Segmentation mask data
-=-=-=-=-

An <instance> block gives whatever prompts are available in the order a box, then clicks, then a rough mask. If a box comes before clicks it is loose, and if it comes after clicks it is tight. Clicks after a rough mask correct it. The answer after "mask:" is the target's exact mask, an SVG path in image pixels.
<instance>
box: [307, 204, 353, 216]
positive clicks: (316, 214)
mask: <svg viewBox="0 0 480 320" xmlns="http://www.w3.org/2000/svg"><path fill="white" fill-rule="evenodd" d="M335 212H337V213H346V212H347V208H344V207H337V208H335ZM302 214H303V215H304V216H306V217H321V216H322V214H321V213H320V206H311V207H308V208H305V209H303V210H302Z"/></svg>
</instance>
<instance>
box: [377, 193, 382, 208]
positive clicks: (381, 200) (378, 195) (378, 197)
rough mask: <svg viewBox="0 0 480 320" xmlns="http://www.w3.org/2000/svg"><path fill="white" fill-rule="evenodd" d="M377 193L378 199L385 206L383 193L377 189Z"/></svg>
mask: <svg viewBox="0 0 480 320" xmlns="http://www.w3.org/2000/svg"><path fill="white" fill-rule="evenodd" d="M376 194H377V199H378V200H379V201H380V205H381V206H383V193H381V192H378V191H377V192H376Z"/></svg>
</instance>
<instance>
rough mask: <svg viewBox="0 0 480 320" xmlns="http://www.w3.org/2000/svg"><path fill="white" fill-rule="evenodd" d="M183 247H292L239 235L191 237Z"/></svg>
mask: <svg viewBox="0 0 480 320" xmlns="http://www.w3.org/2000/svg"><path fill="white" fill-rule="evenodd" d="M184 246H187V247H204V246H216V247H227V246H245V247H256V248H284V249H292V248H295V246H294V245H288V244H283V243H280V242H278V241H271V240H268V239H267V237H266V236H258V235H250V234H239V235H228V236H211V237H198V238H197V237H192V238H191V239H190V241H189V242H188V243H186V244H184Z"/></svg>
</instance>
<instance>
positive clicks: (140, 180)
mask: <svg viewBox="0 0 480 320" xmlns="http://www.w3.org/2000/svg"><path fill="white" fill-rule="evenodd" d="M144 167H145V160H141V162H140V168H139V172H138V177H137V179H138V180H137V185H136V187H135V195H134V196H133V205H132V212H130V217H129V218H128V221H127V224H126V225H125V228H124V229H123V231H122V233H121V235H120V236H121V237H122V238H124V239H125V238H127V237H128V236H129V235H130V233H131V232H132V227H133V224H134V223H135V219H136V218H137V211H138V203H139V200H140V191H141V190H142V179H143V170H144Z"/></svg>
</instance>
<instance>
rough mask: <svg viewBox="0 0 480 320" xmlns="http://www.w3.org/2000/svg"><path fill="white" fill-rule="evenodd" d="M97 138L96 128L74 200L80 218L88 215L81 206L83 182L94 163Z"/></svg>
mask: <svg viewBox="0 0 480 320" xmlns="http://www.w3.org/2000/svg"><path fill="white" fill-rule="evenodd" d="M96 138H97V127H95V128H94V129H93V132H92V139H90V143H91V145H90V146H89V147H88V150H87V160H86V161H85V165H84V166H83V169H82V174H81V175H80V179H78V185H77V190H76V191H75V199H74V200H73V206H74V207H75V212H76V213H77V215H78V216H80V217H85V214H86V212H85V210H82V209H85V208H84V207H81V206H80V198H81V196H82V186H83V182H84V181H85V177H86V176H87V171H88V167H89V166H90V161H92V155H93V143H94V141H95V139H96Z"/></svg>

-=-=-=-=-

Please pull out each line above that contains the string "positive". Copy those lines in full.

### Solution to this exercise
positive clicks: (316, 214)
positive clicks: (381, 200) (378, 195) (378, 197)
positive clicks: (140, 180)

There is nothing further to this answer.